▸ **TASK**: If a line in the following entries holds the string "suit", include it in the tally. State the total and nothing further.

▸ **SOURCE DATA**:
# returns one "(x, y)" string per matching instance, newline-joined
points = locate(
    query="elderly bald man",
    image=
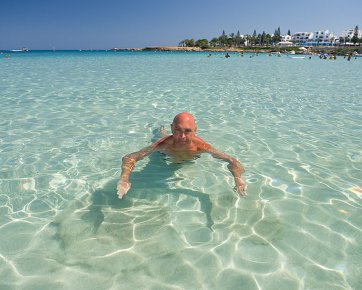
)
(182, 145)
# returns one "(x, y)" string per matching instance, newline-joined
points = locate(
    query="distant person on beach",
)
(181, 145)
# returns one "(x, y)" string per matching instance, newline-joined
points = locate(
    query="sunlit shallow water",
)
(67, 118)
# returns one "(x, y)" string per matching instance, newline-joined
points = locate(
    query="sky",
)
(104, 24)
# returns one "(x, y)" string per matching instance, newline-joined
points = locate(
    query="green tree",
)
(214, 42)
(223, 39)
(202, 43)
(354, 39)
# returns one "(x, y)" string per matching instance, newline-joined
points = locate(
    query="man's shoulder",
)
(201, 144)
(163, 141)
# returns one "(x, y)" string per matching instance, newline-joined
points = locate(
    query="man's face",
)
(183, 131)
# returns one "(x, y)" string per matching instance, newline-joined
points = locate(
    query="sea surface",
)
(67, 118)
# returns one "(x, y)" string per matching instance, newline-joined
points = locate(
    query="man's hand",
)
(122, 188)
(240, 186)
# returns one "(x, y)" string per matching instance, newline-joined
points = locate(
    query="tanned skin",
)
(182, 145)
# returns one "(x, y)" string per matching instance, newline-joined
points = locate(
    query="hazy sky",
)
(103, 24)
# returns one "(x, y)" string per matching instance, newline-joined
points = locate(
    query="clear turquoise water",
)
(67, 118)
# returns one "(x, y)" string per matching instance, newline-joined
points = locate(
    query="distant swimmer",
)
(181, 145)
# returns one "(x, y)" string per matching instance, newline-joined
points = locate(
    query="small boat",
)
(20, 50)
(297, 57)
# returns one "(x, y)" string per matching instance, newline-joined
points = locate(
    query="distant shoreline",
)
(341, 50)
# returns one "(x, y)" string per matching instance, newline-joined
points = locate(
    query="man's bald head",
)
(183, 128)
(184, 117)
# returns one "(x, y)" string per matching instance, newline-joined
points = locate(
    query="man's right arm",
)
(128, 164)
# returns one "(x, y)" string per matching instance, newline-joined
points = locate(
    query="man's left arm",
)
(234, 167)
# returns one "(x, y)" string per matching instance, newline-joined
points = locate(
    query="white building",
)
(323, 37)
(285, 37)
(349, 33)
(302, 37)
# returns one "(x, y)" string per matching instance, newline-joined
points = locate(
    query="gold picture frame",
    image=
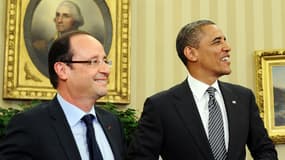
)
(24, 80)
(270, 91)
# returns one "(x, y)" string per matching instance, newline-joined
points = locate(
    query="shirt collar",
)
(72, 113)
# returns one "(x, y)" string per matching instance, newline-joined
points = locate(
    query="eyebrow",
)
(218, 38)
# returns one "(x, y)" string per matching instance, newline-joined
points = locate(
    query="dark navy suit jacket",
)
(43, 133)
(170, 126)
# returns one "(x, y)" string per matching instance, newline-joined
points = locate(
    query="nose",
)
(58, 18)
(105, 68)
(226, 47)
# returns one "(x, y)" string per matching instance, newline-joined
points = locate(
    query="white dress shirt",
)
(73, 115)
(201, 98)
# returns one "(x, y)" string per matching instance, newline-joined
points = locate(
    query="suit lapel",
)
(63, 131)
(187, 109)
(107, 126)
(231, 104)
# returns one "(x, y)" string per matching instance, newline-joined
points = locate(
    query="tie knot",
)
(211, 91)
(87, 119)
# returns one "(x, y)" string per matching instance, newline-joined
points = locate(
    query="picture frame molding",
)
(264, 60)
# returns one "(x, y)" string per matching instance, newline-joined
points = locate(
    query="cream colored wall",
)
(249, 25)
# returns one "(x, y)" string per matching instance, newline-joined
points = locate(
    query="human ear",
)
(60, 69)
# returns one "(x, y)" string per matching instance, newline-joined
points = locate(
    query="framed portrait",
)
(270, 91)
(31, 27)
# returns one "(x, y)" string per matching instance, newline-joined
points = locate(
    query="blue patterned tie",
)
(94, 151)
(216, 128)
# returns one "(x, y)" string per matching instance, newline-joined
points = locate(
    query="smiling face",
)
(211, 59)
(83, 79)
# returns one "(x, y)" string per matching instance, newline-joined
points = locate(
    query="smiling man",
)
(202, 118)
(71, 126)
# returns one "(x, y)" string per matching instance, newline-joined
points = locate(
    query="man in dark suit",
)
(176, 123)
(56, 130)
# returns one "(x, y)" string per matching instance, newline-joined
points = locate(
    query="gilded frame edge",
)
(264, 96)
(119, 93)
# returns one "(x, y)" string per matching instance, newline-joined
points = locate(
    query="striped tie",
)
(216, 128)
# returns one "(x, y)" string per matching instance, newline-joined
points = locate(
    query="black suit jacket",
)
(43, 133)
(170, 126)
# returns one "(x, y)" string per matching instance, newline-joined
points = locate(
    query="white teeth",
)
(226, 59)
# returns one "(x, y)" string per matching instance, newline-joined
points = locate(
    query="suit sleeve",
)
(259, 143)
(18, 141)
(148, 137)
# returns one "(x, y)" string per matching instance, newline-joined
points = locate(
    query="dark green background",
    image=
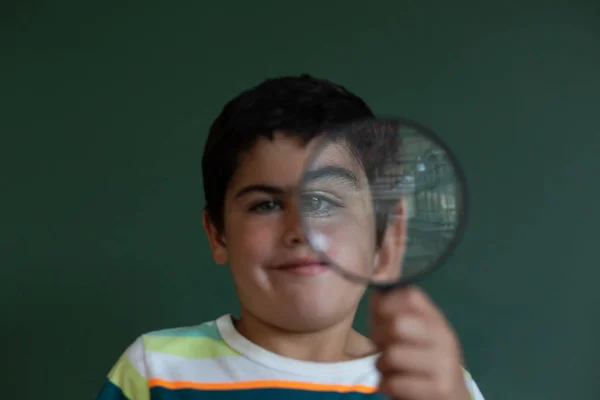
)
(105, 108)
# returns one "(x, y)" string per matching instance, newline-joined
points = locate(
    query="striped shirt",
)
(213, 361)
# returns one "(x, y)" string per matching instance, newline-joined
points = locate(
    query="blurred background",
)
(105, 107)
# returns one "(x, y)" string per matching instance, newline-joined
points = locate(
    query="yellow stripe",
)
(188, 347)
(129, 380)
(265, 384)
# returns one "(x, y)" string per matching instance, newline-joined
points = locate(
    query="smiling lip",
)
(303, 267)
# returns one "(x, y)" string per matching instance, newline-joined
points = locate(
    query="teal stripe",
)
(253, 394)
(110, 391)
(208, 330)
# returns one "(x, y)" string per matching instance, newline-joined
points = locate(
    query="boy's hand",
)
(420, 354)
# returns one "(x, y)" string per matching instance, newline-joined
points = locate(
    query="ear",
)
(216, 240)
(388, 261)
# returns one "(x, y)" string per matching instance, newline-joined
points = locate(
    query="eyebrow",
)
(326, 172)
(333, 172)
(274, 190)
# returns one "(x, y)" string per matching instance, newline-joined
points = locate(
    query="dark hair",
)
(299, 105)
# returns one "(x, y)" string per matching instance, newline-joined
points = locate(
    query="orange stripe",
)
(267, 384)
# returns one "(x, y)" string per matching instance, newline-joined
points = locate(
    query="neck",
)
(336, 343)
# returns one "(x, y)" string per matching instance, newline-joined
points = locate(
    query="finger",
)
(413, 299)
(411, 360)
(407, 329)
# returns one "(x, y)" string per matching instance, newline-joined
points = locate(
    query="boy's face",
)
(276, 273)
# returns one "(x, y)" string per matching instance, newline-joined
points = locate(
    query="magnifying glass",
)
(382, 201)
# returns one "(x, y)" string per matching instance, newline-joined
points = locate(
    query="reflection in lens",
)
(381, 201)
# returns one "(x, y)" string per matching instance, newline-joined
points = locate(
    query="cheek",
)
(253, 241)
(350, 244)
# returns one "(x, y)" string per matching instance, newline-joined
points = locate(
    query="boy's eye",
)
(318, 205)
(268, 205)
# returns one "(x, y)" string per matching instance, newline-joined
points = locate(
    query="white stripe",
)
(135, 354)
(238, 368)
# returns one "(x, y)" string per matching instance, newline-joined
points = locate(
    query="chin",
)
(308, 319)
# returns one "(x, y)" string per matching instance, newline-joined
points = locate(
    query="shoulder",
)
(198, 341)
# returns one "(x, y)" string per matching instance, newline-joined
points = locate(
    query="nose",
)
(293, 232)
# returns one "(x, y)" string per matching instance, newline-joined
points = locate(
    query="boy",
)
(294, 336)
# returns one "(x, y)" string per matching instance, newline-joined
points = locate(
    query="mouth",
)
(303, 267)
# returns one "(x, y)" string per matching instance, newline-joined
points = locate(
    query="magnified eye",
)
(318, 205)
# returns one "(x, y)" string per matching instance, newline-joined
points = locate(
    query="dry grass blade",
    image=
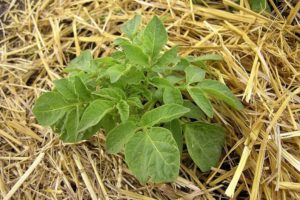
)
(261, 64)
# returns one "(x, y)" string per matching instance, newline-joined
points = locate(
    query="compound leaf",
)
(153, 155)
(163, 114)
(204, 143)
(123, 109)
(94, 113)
...
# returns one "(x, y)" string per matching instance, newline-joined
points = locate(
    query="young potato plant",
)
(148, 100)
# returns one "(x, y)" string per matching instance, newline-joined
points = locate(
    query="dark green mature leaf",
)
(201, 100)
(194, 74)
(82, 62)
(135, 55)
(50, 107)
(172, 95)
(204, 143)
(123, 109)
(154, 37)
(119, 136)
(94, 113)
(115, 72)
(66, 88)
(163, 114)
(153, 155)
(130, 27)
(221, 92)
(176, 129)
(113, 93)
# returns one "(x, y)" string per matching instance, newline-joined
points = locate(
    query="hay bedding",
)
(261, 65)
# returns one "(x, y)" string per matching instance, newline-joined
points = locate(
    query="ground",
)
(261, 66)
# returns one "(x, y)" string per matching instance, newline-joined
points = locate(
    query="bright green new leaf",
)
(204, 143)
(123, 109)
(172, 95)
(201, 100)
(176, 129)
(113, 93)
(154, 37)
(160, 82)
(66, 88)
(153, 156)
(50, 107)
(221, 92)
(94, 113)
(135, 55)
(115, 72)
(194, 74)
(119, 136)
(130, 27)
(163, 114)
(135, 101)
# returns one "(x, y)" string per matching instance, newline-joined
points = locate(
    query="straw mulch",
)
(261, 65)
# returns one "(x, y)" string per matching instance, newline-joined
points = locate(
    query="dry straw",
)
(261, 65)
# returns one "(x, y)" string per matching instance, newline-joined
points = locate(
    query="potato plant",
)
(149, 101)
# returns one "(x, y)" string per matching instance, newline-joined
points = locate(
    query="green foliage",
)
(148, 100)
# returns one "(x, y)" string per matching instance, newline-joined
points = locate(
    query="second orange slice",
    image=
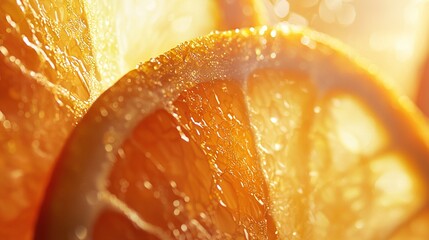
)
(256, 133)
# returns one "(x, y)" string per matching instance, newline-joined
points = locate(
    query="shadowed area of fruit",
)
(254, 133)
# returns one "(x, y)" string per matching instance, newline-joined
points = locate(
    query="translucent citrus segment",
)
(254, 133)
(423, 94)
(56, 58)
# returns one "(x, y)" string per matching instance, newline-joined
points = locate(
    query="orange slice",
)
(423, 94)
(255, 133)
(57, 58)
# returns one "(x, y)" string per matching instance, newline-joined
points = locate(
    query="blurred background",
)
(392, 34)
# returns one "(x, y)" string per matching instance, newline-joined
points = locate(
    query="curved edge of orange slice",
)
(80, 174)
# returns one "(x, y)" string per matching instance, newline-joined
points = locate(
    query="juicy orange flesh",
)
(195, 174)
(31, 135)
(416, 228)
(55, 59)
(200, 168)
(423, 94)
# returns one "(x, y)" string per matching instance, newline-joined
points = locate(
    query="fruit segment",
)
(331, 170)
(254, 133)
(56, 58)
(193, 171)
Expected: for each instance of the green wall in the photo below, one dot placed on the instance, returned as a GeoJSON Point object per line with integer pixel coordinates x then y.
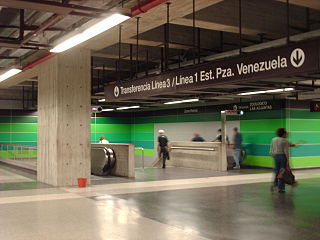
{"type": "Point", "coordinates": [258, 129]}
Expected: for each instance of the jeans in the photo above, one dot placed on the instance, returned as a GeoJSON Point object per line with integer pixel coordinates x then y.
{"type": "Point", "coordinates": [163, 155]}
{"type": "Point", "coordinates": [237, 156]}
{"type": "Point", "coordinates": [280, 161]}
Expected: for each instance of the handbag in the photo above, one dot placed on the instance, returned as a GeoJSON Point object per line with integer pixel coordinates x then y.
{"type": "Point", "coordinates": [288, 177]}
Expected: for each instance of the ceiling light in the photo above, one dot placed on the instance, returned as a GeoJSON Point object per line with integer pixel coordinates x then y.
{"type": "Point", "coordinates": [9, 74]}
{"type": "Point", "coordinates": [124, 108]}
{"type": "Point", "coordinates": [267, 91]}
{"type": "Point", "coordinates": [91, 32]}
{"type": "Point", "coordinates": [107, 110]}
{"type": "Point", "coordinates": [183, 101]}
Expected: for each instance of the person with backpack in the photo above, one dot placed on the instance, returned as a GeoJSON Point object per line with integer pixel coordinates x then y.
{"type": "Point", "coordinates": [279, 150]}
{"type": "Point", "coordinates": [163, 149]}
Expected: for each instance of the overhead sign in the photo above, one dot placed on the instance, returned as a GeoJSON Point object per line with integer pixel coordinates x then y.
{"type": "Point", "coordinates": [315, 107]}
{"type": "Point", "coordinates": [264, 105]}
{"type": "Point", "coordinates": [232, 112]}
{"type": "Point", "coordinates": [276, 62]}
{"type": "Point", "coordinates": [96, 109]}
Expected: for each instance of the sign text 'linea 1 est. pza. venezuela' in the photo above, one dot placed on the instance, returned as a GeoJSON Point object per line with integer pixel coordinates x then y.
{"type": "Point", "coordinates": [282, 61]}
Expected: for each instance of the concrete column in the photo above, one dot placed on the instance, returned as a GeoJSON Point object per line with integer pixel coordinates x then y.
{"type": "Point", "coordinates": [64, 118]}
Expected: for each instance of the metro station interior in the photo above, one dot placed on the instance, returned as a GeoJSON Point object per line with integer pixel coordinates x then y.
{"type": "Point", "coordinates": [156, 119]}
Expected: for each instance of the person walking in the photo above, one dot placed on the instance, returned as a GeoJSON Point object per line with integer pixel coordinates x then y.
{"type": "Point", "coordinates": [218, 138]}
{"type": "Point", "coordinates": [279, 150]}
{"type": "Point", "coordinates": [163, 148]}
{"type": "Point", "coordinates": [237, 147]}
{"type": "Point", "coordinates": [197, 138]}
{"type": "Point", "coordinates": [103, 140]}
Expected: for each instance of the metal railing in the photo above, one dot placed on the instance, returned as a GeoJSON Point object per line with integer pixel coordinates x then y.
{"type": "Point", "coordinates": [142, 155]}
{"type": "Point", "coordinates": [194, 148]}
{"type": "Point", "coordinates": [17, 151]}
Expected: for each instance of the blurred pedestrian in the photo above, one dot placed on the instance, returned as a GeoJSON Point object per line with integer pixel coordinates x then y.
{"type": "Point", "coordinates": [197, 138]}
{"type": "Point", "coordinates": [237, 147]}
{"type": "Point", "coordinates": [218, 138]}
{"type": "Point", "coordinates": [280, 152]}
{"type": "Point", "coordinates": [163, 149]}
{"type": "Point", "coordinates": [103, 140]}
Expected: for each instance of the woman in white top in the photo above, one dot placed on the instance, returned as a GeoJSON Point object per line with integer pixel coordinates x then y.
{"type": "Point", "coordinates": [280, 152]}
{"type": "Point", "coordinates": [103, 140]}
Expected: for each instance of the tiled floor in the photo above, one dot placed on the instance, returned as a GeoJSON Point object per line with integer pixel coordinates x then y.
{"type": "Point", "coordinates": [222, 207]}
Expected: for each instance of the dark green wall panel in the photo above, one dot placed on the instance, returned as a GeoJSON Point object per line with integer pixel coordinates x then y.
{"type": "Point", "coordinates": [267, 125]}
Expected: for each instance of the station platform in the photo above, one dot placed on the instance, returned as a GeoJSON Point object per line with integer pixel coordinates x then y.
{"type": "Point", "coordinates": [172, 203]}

▸ **WRITTEN SOLUTION**: 5